= Указания =
1. Верните из текста о блокаде Гимр отрывок от слов «Генерал Розен блокировал» до слов «Паскевичу, кавказскому наместнику.» включительно.
2. Ответьте по тексту о блокаде Гимр на следующие вопросы:
(а) Сколько человек было у генерала Розена при блокаде Гимр?
(б) К кому генерал Розен посоветовал Кази-Мулле обратиться с вопросом о Мекке?
(в) К какому толку ислама принадлежал Мирза-Али?

= Фрагмент текста =
————
Татарин обернулся и, посмотрев на ребенка с печальной улыбкой, произнес несколько слов, очевидно с намерением узнать от него смысл слов, сказанных на иностранном языке. Ребенок объяснил ему мое желание, или, лучше сказать, внушенное им мне желание узнать, почему Мирза-Али дрожал. Татарин повиновался без всяких околичностей, предисловий и прекословия.

Вот что он рассказал.

Генерал Розен блокировал Гимры — родину Шамиля (в начале нашего повествования мы уже рассказывали о блокаде и осаде этого аула). У барона было тридцать шесть тысяч человек, у Кази-Муллы четыреста. Блокада продолжалась три недели, приступ — двенадцать часов. Кази-Мулла и его четыреста человек были убиты. Только один Шамиль спасся чудесным образом. (Мы уже сказали, что с тех пор начинается влияние его на горцев).

Когда осаждали Гимры, Кази-Мулла, который был шутливого нрава, послал спросить генерала Розена, не пропустит ли он его в Мекку, куда он дал обет отправиться на поклонение. Генерал Розен отвечал, что он не может принять на себя разрешение этого вопроса, а советует обратиться к князю Паскевичу, кавказскому наместнику.

На другой день прибыл другой посланец Кази-Муллы, который интересовался, в случае, если ему дозволено будет совершить паломничество, может ли он предпринять его вместе с конвоем.

На третий день — третий посланец. На сей раз Кази-Мулла вопрошал, что если конвой его будет [145] состоять из пятидесяти тысяч человек, то русское правительство примет ли на свой счет расходы по их содержанию.

Генерал Розен, не поняв вначале ни цели, ни тонкости насмешки, видел только, что Кази-Мулла шутил. Он послал к нему своего переводчика Мирзу-Али, чтобы окончательно узнать желание противника. Мирза-Али — мусульманин суннитского толка. Он был приведен к Кази-Мулле и передал ему просьбу генерала Розена. Кази-Мулла, не давая никакого ответа, призвал двух палачей, велел им стать с топорами в руках — одному по правую, а другому по левую сторону Мирзы-Али, раскрыл Коран и прочитал ему статью закона, где сказано, что всякий мусульманин, подымающий оружие против мусульманина, наказывается смертью. Этой-то самой статье и подлежал Мирза-Али, служа христианскому генералу против имама Кази-Муллы.

Мирза-Али начал дрожать, защищая свою несчастную голову всевозможными доказательствами, объясняя, что он — бедный татарин, от которого не зависело служить, кому бы хотелось, а лишь тому, кому назначила судьба. Он попал в руки русских и поневоле служил русским.

Кази-Мулла ничего не отвечал, но без сомнения все эти доводы казались ему не убедительными, ибо он все более хмурил брови, и чем более он их хмурил, тем более увеличивался трепет Мирзы-Али.
————
= Исходные материалы =

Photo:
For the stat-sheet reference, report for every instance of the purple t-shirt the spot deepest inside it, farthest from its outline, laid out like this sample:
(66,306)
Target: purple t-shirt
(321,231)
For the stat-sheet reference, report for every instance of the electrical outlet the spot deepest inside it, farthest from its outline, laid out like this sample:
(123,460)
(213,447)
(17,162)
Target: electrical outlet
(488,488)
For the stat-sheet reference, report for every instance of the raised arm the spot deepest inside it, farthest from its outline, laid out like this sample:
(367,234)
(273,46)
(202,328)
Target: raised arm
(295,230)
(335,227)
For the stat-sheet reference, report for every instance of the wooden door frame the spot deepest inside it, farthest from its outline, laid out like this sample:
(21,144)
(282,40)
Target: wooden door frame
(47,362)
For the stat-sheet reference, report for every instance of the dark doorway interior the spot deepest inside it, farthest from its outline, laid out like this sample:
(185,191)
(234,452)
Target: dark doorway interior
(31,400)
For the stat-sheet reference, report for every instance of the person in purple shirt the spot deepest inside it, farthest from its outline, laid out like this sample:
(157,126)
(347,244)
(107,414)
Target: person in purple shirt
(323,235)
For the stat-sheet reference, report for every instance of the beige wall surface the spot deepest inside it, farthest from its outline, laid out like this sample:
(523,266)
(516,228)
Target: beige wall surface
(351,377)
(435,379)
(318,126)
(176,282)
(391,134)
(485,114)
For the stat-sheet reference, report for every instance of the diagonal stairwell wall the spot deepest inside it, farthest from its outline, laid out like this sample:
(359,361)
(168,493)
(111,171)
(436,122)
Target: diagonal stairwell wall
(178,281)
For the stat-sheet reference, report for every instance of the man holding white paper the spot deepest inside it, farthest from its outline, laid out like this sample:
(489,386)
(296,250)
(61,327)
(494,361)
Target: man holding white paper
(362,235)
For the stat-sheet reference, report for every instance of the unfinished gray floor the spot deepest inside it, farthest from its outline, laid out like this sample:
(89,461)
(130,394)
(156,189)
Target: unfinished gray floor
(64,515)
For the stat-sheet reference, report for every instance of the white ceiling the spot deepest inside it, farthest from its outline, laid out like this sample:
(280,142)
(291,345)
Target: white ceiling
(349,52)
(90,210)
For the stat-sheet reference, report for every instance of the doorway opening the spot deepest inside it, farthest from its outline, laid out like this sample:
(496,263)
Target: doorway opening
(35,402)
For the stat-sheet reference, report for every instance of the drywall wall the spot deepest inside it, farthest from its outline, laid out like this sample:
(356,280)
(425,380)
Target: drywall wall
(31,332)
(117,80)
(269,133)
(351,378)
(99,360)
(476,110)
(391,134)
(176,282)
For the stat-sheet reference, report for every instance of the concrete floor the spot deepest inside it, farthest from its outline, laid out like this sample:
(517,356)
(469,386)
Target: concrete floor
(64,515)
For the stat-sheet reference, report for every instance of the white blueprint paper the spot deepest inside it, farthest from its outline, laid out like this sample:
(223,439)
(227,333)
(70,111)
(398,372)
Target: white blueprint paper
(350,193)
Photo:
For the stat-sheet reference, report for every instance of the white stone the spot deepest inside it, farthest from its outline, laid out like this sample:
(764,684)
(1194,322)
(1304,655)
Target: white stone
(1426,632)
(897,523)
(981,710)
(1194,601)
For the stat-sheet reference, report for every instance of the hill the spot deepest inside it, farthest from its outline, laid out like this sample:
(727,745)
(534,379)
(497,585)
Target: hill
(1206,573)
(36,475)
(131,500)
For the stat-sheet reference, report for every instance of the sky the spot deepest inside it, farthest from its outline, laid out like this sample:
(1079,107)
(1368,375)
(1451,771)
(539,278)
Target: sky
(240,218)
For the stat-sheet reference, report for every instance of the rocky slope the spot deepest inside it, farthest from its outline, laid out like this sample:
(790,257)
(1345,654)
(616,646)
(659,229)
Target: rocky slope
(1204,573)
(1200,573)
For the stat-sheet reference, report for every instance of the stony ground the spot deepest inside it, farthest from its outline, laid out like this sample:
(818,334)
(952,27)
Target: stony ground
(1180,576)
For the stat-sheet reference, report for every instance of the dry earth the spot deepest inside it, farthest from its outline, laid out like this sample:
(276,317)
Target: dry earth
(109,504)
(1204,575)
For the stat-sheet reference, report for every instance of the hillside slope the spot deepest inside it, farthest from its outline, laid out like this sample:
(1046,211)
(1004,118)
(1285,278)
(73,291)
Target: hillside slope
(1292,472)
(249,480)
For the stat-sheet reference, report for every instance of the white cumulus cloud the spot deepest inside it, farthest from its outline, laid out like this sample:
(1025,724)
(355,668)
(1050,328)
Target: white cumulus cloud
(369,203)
————
= Ответы к заданиям =
1.
Генерал Розен блокировал Гимры — родину Шамиля (в начале нашего повествования мы уже рассказывали о блокаде и осаде этого аула). У барона было тридцать шесть тысяч человек, у Кази-Муллы четыреста. Блокада продолжалась три недели, приступ — двенадцать часов. Кази-Мулла и его четыреста человек были убиты. Только один Шамиль спасся чудесным образом. (Мы уже сказали, что с тех пор начинается влияние его на горцев).

Когда осаждали Гимры, Кази-Мулла, который был шутливого нрава, послал спросить генерала Розена, не пропустит ли он его в Мекку, куда он дал обет отправиться на поклонение. Генерал Розен отвечал, что он не может принять на себя разрешение этого вопроса, а советует обратиться к князю Паскевичу, кавказскому наместнику.

2.
(а) У генерала Розена было тридцать шесть тысяч человек.
(б) Он посоветовал обратиться к князю Паскевичу, кавказскому наместнику.
(в) Мирза-Али был мусульманином суннитского толка.